Fünf Freunde - Junges Theater - kultur 119 - Oktober 2015

Fünf Freunde auf der Felseninsel
Foto: Junges Theater Bonn
Fünf Freunde auf der Felseninsel
Foto: Junges Theater Bonn

Tolle Zeit am Meer



George erinnert sich. Schon als sie noch ein kleines Mädchen war, wollten merkwürdige Typen ihre Insel kaufen. Ihre Felseninsel, wo damals eine wunderbare Freundschaft begann. Damit begann 1942 auch die Geschichte der „Famous Five“, die die britische Schriftstellerin Enid Blyton zur meist gelesenen Kinderbuchautorin der Welt machten. Unzählige Abenteuer der Fünf Freunde folgten, Hörspielfassungen, Verfilmungen, TV-Serien. Mehrere Generationen wuchsen mit den Fünf-Freunde-Geschichten auf.

====================

:: ZU ERLEDIGENDE AUFGABEN ::
A. Stimmen die folgenden Aussagen mit dem Auszug überein: (i) Die Geschichte der „Famous Five“ begann 1942. (ii) Enid Blyton war eine amerikanische Schriftstellerin. (iii) Schon als George ein kleines Mädchen war, wollten merkwürdige Typen ihre Insel kaufen? Antworten Sie jeweils mit Ja oder Nein und zitieren Sie die entscheidenden Worte des Auszugs wörtlich.
B. Schreiben Sie aus dem Auszug die Stelle von „Fünf Freunde - Junges“ bis einschließlich „den Fünf-Freunde-Geschichten auf.“ wortgetreu ab.
Die nachstehenden Daten stehen in keinem Zusammenhang mit dem Auszug.

:: DATENZEILEN ::

====================

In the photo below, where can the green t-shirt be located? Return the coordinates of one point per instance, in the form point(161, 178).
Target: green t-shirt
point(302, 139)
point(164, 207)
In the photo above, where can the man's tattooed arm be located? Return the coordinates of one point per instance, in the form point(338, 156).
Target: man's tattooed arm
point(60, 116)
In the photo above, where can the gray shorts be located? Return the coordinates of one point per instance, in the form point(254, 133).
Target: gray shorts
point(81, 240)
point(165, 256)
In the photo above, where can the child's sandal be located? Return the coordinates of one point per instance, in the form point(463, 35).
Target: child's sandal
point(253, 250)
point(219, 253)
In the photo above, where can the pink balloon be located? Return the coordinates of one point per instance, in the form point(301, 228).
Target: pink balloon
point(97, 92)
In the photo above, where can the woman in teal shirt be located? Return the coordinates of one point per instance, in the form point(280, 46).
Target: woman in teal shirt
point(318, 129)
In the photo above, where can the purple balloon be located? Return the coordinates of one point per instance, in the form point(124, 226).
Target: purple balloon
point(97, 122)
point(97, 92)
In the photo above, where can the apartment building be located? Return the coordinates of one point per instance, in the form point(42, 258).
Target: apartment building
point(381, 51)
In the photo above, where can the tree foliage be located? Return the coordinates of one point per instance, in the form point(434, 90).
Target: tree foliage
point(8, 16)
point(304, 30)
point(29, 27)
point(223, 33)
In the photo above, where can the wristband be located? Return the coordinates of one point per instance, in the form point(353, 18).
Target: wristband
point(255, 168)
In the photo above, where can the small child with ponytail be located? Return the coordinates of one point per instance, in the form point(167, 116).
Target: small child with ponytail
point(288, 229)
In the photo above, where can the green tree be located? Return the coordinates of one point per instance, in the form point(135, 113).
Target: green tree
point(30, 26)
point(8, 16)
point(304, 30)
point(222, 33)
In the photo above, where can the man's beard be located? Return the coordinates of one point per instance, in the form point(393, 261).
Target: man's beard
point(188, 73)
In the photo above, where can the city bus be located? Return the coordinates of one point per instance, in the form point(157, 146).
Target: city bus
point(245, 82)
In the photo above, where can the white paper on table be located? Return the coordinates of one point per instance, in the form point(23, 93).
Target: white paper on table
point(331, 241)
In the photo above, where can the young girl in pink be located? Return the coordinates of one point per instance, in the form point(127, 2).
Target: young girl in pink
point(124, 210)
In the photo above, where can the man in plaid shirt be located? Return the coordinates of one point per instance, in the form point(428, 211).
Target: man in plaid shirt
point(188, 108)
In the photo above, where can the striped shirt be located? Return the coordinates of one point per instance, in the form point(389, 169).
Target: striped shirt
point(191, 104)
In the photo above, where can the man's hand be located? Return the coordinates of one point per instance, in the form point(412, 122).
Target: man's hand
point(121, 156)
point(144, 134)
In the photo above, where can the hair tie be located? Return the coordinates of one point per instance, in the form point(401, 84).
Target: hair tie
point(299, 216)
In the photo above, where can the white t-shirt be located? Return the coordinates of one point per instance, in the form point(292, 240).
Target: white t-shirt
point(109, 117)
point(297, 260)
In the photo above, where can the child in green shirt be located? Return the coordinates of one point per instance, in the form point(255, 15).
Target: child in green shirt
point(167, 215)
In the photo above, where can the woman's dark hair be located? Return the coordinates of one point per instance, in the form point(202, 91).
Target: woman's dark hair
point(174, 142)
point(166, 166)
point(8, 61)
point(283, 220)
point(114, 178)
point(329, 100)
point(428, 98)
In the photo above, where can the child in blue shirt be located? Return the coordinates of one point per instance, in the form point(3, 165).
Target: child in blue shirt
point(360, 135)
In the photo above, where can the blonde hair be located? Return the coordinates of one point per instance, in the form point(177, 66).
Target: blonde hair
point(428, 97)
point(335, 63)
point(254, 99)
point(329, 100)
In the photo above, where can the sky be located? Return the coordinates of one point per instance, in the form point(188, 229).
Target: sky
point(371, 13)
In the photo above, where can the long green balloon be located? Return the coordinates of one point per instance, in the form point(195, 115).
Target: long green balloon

====================

:: ANTWORTEN ZU AUFGABEN ::
A.
(i) Ja: „Damit begann 1942 auch die Geschichte der „Famous Five““
(ii) Nein: „die britische Schriftstellerin Enid Blyton“
(iii) Ja: „Schon als sie noch ein kleines Mädchen war, wollten merkwürdige Typen ihre Insel kaufen.“

B.
Fünf Freunde - Junges Theater - kultur 119 - Oktober 2015

Fünf Freunde auf der Felseninsel
Foto: Junges Theater Bonn
Fünf Freunde auf der Felseninsel
Foto: Junges Theater Bonn

Tolle Zeit am Meer



George erinnert sich. Schon als sie noch ein kleines Mädchen war, wollten merkwürdige Typen ihre Insel kaufen. Ihre Felseninsel, wo damals eine wunderbare Freundschaft begann. Damit begann 1942 auch die Geschichte der „Famous Five“, die die britische Schriftstellerin Enid Blyton zur meist gelesenen Kinderbuchautorin der Welt machten. Unzählige Abenteuer der Fünf Freunde folgten, Hörspielfassungen, Verfilmungen, TV-Serien. Mehrere Generationen wuchsen mit den Fünf-Freunde-Geschichten auf.